[Begin Data provided]

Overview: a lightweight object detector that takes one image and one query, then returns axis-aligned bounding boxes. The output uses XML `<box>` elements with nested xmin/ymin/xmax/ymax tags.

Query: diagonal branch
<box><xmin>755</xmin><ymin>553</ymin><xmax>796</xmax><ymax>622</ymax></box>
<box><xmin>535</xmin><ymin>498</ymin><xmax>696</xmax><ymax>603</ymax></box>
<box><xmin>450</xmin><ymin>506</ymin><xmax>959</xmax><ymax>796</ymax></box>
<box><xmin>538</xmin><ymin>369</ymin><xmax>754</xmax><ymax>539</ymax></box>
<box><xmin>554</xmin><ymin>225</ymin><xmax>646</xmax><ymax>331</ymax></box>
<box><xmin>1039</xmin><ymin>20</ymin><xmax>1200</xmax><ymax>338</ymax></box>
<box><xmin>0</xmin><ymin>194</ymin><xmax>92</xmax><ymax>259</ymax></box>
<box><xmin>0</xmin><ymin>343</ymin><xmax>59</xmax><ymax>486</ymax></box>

[End Data provided]

**Task requirements:**
Could you lay out each line of the records above as a JSON list of strings, one string per line, with blank lines left out?

**Problem solution:**
[
  "Overview: a lightweight object detector that takes one image and one query, then returns axis-aligned bounding boxes. The output uses XML `<box>` elements with nested xmin/ymin/xmax/ymax tags.",
  "Query: diagonal branch",
  "<box><xmin>755</xmin><ymin>553</ymin><xmax>796</xmax><ymax>622</ymax></box>",
  "<box><xmin>535</xmin><ymin>498</ymin><xmax>696</xmax><ymax>603</ymax></box>",
  "<box><xmin>450</xmin><ymin>506</ymin><xmax>959</xmax><ymax>796</ymax></box>",
  "<box><xmin>538</xmin><ymin>369</ymin><xmax>754</xmax><ymax>539</ymax></box>",
  "<box><xmin>554</xmin><ymin>225</ymin><xmax>646</xmax><ymax>331</ymax></box>",
  "<box><xmin>1039</xmin><ymin>20</ymin><xmax>1200</xmax><ymax>338</ymax></box>",
  "<box><xmin>0</xmin><ymin>194</ymin><xmax>92</xmax><ymax>259</ymax></box>",
  "<box><xmin>0</xmin><ymin>343</ymin><xmax>59</xmax><ymax>486</ymax></box>"
]